### INSTRUCTIONS FOR THE TASK
Arrange the part of the entries below that opens with the line containing "nostril is by providing the bounding box." and runs through the last line of the entries as a Markdown table with the columns Row and Line. Give one numbered row per line and leave out blank lines.

── DATA LISTING

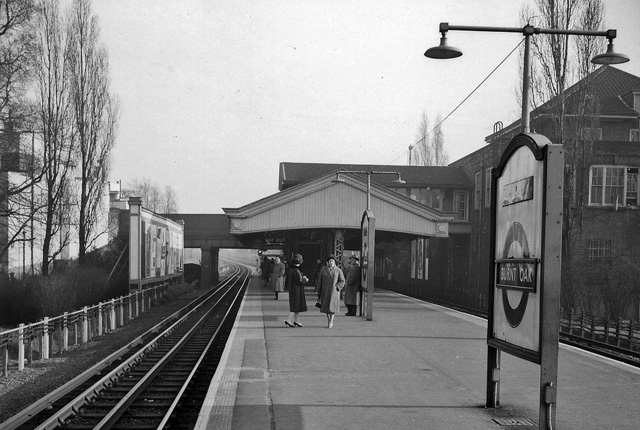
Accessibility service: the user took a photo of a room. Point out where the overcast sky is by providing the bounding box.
[93,0,640,213]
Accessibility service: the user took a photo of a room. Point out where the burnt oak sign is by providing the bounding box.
[487,133,564,426]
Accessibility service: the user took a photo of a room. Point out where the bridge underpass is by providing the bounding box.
[167,173,453,286]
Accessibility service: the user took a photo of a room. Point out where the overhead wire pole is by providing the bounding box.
[333,169,406,321]
[424,22,629,430]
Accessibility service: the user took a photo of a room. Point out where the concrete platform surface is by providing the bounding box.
[196,278,640,430]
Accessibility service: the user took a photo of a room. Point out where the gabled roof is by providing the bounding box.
[278,162,473,190]
[223,173,454,237]
[485,66,640,142]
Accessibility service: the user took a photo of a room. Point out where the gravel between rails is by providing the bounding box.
[0,290,205,423]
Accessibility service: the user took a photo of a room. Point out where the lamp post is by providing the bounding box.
[333,169,406,321]
[424,22,629,133]
[424,22,629,430]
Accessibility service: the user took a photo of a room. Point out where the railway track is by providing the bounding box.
[418,298,640,367]
[0,263,251,430]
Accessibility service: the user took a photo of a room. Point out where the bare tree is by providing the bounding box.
[411,111,449,166]
[522,0,604,308]
[67,0,119,265]
[162,185,178,214]
[122,178,178,213]
[431,114,449,166]
[415,111,433,166]
[0,0,34,124]
[0,0,41,263]
[34,0,74,275]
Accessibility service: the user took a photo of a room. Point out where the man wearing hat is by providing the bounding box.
[344,255,360,317]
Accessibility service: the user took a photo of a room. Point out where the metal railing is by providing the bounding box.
[0,282,169,377]
[560,311,640,351]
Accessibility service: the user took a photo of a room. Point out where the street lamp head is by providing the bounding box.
[424,34,462,60]
[591,39,629,64]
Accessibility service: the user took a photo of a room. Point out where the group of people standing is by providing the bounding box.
[271,254,360,328]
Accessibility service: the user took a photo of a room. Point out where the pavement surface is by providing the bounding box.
[196,278,640,430]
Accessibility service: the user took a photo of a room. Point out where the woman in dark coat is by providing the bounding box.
[284,254,309,327]
[316,255,344,328]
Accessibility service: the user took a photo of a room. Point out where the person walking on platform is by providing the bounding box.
[271,255,285,300]
[284,254,309,327]
[344,255,360,317]
[316,255,344,328]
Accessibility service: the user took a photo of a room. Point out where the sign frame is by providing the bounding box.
[486,133,564,423]
[360,210,376,321]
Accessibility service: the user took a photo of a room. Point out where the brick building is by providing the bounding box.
[451,66,640,318]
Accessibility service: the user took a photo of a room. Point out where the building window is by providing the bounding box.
[582,127,602,142]
[473,170,482,209]
[484,167,491,208]
[624,167,638,206]
[589,166,638,208]
[587,240,611,264]
[453,191,469,221]
[411,239,429,280]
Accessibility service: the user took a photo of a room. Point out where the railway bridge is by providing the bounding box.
[167,163,473,285]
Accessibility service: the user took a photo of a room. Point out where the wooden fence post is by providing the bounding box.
[18,323,24,372]
[81,306,89,345]
[40,317,49,360]
[62,312,69,351]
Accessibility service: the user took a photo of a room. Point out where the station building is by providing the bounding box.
[222,162,473,310]
[450,66,640,319]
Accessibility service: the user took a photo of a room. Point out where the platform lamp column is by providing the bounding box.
[129,197,142,292]
[333,169,406,321]
[424,22,629,430]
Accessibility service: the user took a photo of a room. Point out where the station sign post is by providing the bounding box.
[360,210,376,321]
[486,133,564,429]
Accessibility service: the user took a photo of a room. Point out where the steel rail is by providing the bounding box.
[157,273,250,430]
[0,269,239,430]
[94,270,249,430]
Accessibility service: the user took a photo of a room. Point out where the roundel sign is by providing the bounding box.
[491,139,544,353]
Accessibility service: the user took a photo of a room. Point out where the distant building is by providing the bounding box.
[451,66,640,316]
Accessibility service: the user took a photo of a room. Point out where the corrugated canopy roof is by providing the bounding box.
[278,162,473,191]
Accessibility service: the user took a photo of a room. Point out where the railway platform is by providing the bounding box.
[196,278,640,430]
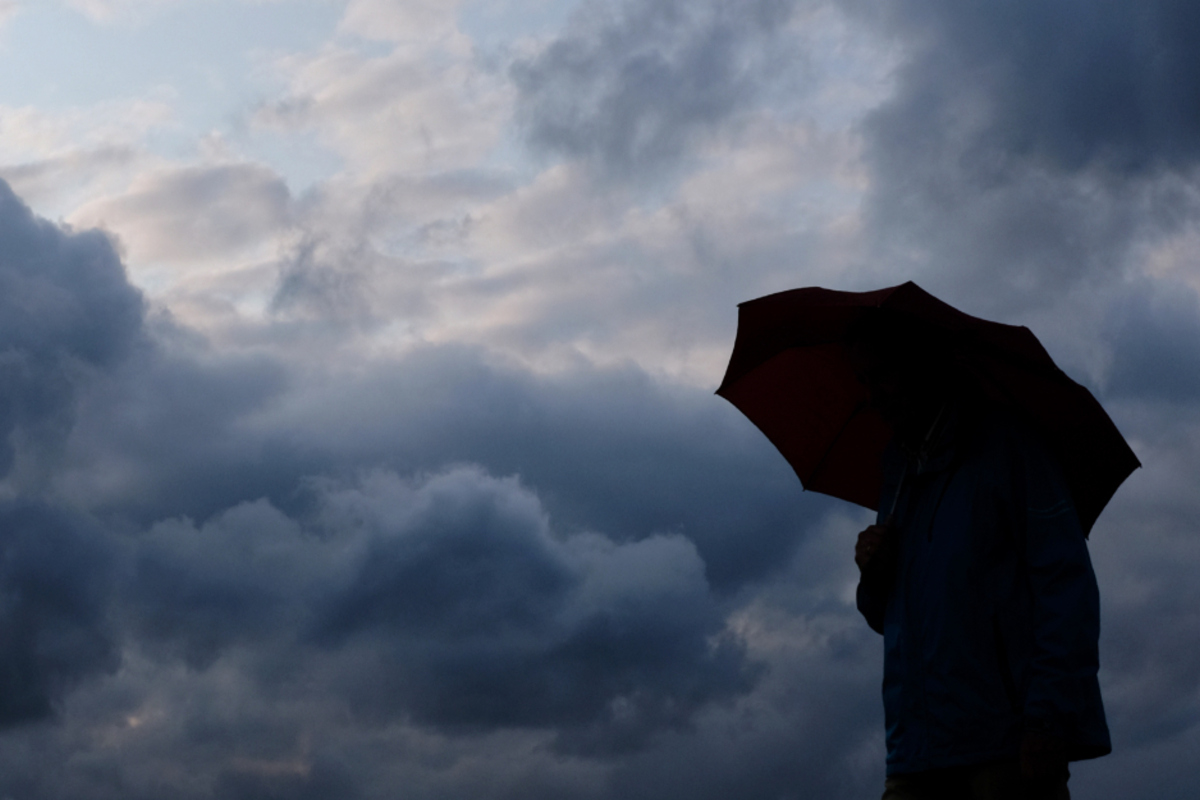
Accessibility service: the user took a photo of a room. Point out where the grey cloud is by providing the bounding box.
[0,503,119,729]
[1106,281,1200,405]
[512,0,798,176]
[76,163,292,261]
[0,182,145,476]
[122,469,754,750]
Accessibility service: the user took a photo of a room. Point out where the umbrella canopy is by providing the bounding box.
[716,282,1141,533]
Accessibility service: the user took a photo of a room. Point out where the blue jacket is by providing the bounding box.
[858,407,1111,775]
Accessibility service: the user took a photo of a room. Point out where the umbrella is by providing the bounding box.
[716,282,1141,533]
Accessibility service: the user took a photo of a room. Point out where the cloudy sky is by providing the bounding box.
[0,0,1200,800]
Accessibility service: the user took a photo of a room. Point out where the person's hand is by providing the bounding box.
[854,525,888,571]
[1021,730,1067,783]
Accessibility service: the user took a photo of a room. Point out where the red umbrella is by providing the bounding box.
[716,282,1141,533]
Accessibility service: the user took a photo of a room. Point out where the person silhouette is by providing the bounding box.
[854,325,1111,800]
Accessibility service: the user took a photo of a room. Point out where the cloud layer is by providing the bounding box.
[0,0,1200,800]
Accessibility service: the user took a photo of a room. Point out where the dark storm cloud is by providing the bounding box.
[0,501,118,729]
[1106,281,1200,405]
[0,182,144,726]
[512,0,798,176]
[851,0,1200,174]
[844,0,1200,313]
[0,181,144,477]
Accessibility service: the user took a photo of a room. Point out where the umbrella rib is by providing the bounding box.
[809,398,870,491]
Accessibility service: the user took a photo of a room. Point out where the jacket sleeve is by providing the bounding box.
[1015,439,1111,758]
[854,445,901,633]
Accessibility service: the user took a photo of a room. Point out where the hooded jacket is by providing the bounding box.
[858,411,1111,775]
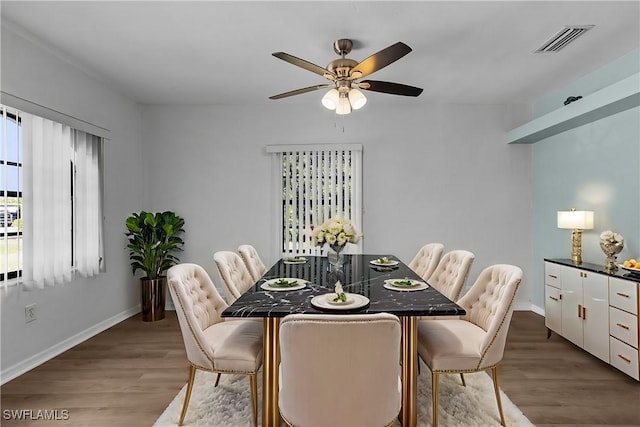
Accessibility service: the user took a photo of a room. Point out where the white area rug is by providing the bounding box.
[154,365,533,427]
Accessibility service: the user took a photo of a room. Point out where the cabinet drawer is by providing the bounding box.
[544,262,562,289]
[609,337,640,380]
[609,277,638,315]
[609,307,638,348]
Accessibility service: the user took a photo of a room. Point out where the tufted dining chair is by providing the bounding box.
[409,243,444,281]
[213,251,255,304]
[167,263,262,426]
[238,245,267,283]
[428,249,476,301]
[278,313,402,427]
[418,264,522,427]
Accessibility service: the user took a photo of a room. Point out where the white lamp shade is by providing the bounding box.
[349,89,367,110]
[322,89,340,110]
[558,211,593,230]
[336,96,351,114]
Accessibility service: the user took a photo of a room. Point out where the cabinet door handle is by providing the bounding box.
[618,354,631,363]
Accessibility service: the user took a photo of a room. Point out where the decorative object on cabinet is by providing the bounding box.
[544,259,640,381]
[600,230,624,273]
[558,208,593,264]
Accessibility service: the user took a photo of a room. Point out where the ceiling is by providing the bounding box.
[0,0,640,104]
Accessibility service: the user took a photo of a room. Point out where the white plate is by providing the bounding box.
[311,292,369,310]
[283,256,307,264]
[618,264,640,273]
[369,258,400,267]
[260,277,307,291]
[384,279,429,291]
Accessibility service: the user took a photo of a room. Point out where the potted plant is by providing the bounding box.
[125,211,184,322]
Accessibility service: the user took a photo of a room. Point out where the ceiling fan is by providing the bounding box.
[269,39,422,114]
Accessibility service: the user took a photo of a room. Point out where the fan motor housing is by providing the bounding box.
[327,58,358,78]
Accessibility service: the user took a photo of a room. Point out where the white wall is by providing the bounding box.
[143,101,531,308]
[0,25,144,382]
[532,49,640,310]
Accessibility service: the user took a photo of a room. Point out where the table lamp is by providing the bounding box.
[558,208,593,264]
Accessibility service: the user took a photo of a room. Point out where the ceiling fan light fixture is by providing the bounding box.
[349,89,367,110]
[322,88,340,110]
[336,96,351,115]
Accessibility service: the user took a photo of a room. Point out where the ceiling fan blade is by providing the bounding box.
[358,80,422,96]
[269,83,333,99]
[272,52,336,78]
[351,42,411,78]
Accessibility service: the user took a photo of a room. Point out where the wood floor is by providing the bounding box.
[0,312,640,427]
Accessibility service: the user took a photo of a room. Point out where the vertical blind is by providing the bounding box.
[0,106,23,283]
[268,144,362,255]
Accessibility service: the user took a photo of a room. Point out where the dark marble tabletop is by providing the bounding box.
[222,255,465,317]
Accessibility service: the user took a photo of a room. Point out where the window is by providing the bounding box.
[268,144,362,255]
[0,106,103,287]
[0,107,22,281]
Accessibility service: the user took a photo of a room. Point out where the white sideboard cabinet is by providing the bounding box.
[544,259,640,380]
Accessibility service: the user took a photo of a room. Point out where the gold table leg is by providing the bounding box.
[400,316,418,427]
[262,317,280,427]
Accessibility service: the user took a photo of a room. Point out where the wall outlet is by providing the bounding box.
[24,302,36,323]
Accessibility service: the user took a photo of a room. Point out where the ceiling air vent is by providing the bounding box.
[534,25,594,53]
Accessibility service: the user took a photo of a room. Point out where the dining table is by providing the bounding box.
[222,254,465,427]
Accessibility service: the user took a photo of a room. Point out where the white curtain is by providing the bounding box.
[22,114,73,288]
[74,131,102,277]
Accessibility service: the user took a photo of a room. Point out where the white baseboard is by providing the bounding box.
[0,305,140,385]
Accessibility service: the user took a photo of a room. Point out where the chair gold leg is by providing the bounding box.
[249,374,258,427]
[431,372,440,427]
[491,366,507,427]
[178,366,196,426]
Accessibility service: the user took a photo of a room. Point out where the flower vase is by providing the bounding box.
[327,245,345,270]
[600,242,624,273]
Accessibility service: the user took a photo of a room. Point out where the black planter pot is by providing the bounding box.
[140,276,167,322]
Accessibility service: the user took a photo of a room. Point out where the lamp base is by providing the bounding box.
[571,228,582,265]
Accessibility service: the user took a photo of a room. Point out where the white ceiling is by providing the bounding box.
[1,0,640,104]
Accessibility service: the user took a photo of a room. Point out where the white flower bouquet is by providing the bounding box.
[311,218,360,246]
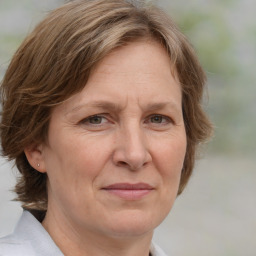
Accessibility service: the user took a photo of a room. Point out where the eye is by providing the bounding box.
[81,115,108,125]
[149,115,171,124]
[88,116,104,124]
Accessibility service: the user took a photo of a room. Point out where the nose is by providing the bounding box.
[113,125,152,171]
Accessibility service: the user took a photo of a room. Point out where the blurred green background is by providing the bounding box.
[0,0,256,256]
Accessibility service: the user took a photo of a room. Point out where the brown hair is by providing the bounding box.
[0,0,211,210]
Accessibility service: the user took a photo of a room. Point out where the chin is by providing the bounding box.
[104,210,168,237]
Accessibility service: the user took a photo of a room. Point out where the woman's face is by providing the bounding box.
[36,42,186,236]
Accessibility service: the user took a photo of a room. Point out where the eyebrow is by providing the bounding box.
[70,101,122,113]
[67,100,181,113]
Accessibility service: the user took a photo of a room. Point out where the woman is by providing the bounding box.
[0,0,211,256]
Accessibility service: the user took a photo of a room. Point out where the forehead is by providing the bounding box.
[54,41,181,114]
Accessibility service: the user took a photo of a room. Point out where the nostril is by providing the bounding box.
[118,161,128,167]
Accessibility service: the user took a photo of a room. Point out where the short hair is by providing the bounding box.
[0,0,212,210]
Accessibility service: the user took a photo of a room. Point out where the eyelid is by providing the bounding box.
[79,113,109,126]
[146,114,174,125]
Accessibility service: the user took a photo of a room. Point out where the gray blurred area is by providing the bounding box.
[0,0,256,256]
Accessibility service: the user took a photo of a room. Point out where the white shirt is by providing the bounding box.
[0,211,167,256]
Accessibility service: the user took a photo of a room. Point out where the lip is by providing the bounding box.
[103,183,154,201]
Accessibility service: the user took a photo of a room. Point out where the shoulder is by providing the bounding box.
[0,211,63,256]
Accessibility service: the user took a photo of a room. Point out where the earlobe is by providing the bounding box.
[24,144,46,173]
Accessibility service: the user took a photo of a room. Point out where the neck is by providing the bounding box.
[42,210,153,256]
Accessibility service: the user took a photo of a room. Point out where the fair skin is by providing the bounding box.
[25,41,186,256]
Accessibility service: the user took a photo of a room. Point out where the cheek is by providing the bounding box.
[156,134,187,188]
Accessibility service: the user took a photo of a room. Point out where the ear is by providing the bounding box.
[24,144,46,173]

────

### TASK RESPONSE
| Row | Line |
|---|---|
| 1 | Accessibility service: the user took a photo of a room. Point out where the nostril is by providing the bounding box. |
| 2 | [118,161,128,167] |
| 3 | Accessibility service: the user took a photo of a room. Point out where the short hair is by providing the bounding box. |
| 4 | [0,0,212,210] |
| 5 | Accessibility service: the user took a photo of a room. Point out where the eyelid is by providing the bounding box. |
| 6 | [79,113,109,126] |
| 7 | [146,114,174,125] |
| 8 | Accessibility service: the user took a photo of a room. Point out where the gray blurred area is by providing the bounding box. |
| 9 | [0,0,256,256] |
| 10 | Accessibility service: the user took a photo of a room. Point out where the white shirt is by providing the bounding box. |
| 11 | [0,211,167,256] |
| 12 | Accessibility service: the user took a photo of a room. Point out where the lip is by providing the bounding box. |
| 13 | [103,183,154,201] |
| 14 | Accessibility service: the user took a photo of a room. Point out where the shoulder is by providing the bounding box. |
| 15 | [0,211,63,256] |
| 16 | Accessibility service: the user took a photo of a room. Point out where the earlobe is by providing the bounding box. |
| 17 | [24,144,46,173] |
| 18 | Accessibility service: the user took a photo of a room. Point out where the neck is by providing the bounding box. |
| 19 | [42,210,153,256] |
| 20 | Accessibility service: the user took a photo of a room. Point out where the fair skin is by providing the bounding box. |
| 21 | [25,41,186,256] |
| 22 | Accessibility service: the user took a photo of a room. Point out where the cheek is by providing the bounding box. |
| 23 | [156,134,187,188] |
| 24 | Accessibility service: the user took a photo of a room. Point out where the ear is by providing the bounding box. |
| 25 | [24,144,46,173] |